Written tasks ▸
[1] Translate this sentence from the Iceland election excerpt into Spanish: "It will take days, if not weeks, for a new government to be formed and announced."
[2] Duplicate the part of the Iceland election excerpt starting with "The three ruling" and going on through "formed and announced.".

Excerpt ▸
↓↓↓

Politics professor Silja Bara Omarsdottir said the gender quotas implemented by left-leaning parties for the past decade had managed to create a new norm across Iceland’s political spectrum.
“It is no longer acceptable to ignore gender equality when selecting candidates,” she said.
Opinion polls had suggested a victory for left-leaning parties in the unpredictable election, which saw 10 parties competing for seats. But the center-right Independence Party took the largest share of votes, winning 16 seats, seven of them held by women. The centrist Progressive Party celebrated the biggest gain, winning 13 seats, five more than last time.
Before the election, the two parties formed Iceland’s three-party coalition government, together with Jakobsdottir’s Left Green Party. Her party lost several seats, but kept eight, outscoring poll predictions.
The three ruling parties haven’t announced whether they will work together for another term, but given the strong support from voters it appears likely. It will take days, if not weeks, for a new government to be formed and announced.
Climate change had ranked high on the election agenda in Iceland, a glacier-studded volcanic island nation of about 350,000 people in the North Atlantic. An exceptionally warm summer by Icelandic standards — with 59 days of temperatures above 20 C (68 F) — and shrinking glaciers have helped drive global warming up the political agenda.
But that didn’t appear to have translated into increased support for any of the four left-leaning parties that campaigned to cut carbon emissions by more than Iceland is committed to under the Paris Climate Agreement.
Among incoming members of parliament are the oldest and youngest lawmakers ever to take a seat in Iceland: 72-year-old burger joint owner Tomas Tomasson and 21-year-old law student Lenya Run Karim, a daughter of Kurdish immigrants who is from the anti-establishment Pirate Party.
“I want to improve Iceland’s treatment of refugees and asylum-seekers,” she told The Associated Press, vowing to speak up for young people at parliament. “Our ideas need to be heard more.”

↑↑↑

Recorded information ▸
↓↓↓

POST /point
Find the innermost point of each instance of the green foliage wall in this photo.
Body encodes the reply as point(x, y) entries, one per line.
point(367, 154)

↑↑↑

Solved problems ▸
[1] Se necesitarán días, si no semanas, para que se forme y se anuncie un nuevo gobierno.

[2]
The three ruling parties haven’t announced whether they will work together for another term, but given the strong support from voters it appears likely. It will take days, if not weeks, for a new government to be formed and announced.